++++ RECORDS FOR THIS EXERCISE

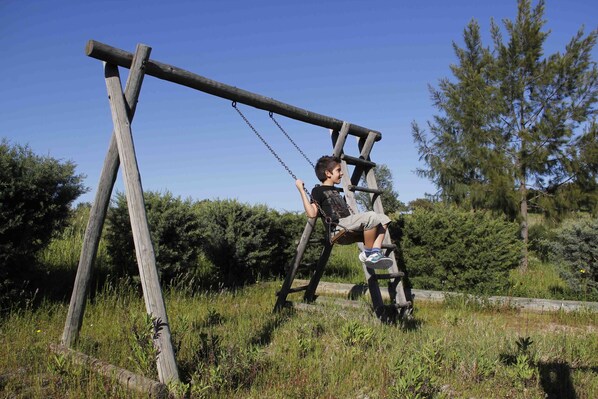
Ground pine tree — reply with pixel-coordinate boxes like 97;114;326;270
413;0;598;269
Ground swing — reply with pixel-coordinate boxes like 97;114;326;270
232;101;363;245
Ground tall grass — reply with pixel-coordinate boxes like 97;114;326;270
0;281;598;399
0;211;598;399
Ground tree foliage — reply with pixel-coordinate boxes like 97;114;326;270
412;0;598;239
542;218;598;300
106;191;202;283
400;204;522;294
0;140;86;304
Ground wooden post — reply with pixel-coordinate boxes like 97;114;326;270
274;218;318;311
61;44;151;347
104;64;179;384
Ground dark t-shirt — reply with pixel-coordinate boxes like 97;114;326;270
311;185;351;224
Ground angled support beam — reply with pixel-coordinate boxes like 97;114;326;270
104;64;179;384
61;44;151;347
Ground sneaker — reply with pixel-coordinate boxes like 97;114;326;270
359;252;368;263
359;252;392;269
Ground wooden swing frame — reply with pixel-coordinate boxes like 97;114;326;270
58;40;381;390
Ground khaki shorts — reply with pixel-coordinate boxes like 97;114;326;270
338;211;390;231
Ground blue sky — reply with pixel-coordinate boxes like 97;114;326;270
0;0;598;211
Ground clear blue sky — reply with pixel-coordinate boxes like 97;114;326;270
0;0;598;211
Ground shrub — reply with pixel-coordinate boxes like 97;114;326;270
197;200;300;286
545;218;598;297
106;192;202;283
402;205;522;294
0;139;86;306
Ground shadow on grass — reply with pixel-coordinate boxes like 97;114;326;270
538;362;577;399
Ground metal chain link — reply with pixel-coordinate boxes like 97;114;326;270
232;101;297;180
232;101;332;226
268;111;316;169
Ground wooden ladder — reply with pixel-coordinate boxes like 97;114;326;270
274;122;413;321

++++++++

* **GIVEN PROBLEM**
Output each line of the records above as one string in a JSON list, leaving out blank lines and the pictures.

* **FULL SOLUTION**
[
  "Ground pine tree — reply with pixel-coordinate boxes like 97;114;326;270",
  "413;0;598;269",
  "Ground swing — reply with pixel-coordinate boxes like 97;114;326;270",
  "232;101;363;245",
  "Ground tall grass — reply with pixel-coordinate boxes like 97;114;326;270",
  "0;281;598;399",
  "0;211;598;399",
  "Ground tree foliage — reply with pixel-coordinate boxes like 97;114;326;270",
  "412;0;598;239",
  "542;218;598;300",
  "106;191;202;283",
  "400;204;522;294",
  "0;140;86;304",
  "Ground wooden post — reply with pixel-coordinate boxes like 97;114;326;270",
  "274;218;318;311",
  "61;44;151;347",
  "104;64;179;384",
  "Ground dark t-shirt — reply with pixel-coordinate boxes like 97;114;326;270",
  "311;185;351;224",
  "Ground angled support beam — reply with pixel-coordinate boxes like 97;114;326;270",
  "104;64;179;384",
  "61;44;151;347",
  "Ground sneaker — reply with pixel-coordinate boxes like 97;114;326;270",
  "359;252;368;263",
  "359;252;392;269",
  "Ground wooden swing frame — reply with pixel-coordinate boxes like 97;114;326;270",
  "58;40;381;390",
  "Ground khaki shorts — reply with pixel-coordinate boxes like 97;114;326;270",
  "338;211;390;231",
  "Ground blue sky — reply with pixel-coordinate boxes like 97;114;326;270",
  "0;0;598;211",
  "Ground clear blue sky — reply with pixel-coordinate boxes like 97;114;326;270",
  "0;0;598;211",
  "Ground shrub — reply with pixel-coordinate boxes like 97;114;326;270",
  "197;200;300;286",
  "545;218;598;297",
  "106;192;202;283",
  "402;205;522;294",
  "0;139;86;306",
  "Ground shadow on grass — reply with pixel-coordinate boxes like 97;114;326;270",
  "538;362;577;399",
  "Ground metal chain link — reply with pixel-coordinate boxes like 97;114;326;270",
  "232;101;297;180",
  "232;101;332;226",
  "268;111;316;169",
  "Ground wooden ladder — reply with pixel-coordinate boxes like 97;114;326;270",
  "274;122;413;321"
]